DATA FOR PROCESSING ->

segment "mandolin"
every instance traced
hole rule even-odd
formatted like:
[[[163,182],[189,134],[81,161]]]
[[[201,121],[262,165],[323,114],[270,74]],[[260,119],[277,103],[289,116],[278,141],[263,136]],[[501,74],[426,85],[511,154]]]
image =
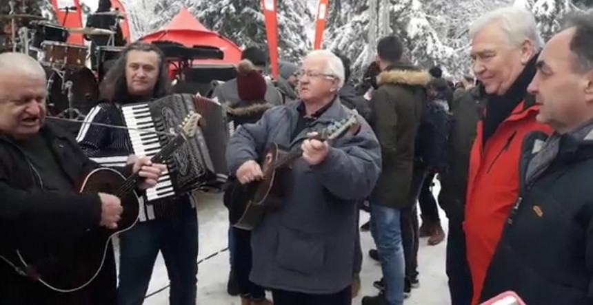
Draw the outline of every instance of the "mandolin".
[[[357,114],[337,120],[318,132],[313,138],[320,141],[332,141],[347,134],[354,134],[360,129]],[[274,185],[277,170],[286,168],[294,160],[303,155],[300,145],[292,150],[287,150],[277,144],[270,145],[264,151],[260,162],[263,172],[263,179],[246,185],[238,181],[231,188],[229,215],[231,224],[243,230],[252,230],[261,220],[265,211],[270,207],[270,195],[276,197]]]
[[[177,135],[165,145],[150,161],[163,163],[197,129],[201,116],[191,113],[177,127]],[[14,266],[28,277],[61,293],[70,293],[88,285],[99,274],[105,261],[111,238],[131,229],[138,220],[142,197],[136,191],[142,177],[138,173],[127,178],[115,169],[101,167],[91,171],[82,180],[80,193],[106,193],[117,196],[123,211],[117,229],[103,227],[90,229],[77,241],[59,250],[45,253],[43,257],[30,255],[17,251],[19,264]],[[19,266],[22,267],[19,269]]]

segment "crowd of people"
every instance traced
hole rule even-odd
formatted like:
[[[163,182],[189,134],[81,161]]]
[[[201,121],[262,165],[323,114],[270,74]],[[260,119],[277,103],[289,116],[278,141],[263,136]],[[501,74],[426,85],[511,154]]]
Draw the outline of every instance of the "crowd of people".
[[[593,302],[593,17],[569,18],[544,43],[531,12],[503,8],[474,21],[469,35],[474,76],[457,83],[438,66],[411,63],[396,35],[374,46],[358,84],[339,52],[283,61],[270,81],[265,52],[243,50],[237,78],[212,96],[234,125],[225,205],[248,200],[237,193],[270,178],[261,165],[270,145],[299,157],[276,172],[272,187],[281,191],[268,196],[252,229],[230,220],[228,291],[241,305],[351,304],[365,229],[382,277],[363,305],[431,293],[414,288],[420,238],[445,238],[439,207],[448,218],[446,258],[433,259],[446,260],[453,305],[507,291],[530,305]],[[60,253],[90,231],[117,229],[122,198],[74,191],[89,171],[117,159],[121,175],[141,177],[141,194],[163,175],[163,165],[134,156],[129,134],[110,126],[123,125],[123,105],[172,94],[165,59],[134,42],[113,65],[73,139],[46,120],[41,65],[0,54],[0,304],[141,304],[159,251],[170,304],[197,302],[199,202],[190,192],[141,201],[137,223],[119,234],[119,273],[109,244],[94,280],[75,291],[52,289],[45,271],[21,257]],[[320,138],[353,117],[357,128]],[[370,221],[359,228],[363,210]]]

WHAT TO PRODUCE ->
Gather every line of the items above that contains the string "people", matching case exactly, and copy each one.

FULL SOLUTION ->
segment "crowd of people"
Draw the outline of every instance of the "crowd of people".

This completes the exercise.